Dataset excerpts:
╔══

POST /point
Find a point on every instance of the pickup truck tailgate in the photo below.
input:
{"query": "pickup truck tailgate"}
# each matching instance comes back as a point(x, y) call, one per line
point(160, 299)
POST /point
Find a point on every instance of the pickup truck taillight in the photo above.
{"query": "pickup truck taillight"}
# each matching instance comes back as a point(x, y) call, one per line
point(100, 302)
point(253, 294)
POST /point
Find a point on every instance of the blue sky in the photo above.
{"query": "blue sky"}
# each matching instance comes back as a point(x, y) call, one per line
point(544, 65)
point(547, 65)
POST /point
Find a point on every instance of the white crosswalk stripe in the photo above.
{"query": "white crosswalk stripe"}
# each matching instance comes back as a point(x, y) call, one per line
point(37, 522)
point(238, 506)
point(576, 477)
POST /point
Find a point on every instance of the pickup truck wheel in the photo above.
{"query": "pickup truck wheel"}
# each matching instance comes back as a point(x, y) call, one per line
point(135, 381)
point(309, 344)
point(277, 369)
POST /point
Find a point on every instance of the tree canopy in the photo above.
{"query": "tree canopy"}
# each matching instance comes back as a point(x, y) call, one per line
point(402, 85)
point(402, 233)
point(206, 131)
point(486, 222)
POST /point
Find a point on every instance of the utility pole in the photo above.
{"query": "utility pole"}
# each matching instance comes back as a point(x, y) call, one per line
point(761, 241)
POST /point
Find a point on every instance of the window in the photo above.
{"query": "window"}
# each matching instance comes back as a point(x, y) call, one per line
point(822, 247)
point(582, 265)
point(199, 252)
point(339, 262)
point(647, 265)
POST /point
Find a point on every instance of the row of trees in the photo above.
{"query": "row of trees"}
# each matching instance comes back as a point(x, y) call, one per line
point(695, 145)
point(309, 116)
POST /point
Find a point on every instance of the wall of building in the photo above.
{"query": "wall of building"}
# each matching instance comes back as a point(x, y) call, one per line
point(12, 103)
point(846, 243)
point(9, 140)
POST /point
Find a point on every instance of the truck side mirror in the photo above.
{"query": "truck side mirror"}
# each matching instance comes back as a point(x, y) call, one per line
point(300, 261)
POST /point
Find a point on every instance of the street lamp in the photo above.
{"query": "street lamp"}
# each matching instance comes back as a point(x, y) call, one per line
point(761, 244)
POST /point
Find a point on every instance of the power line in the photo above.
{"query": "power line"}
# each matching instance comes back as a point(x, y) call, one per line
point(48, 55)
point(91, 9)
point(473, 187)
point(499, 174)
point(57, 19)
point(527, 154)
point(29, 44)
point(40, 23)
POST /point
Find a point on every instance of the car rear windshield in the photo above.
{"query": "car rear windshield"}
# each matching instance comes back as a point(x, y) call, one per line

╚══

Work out how many lines in the data above hold the word "street". Reply with nothing but the count.

2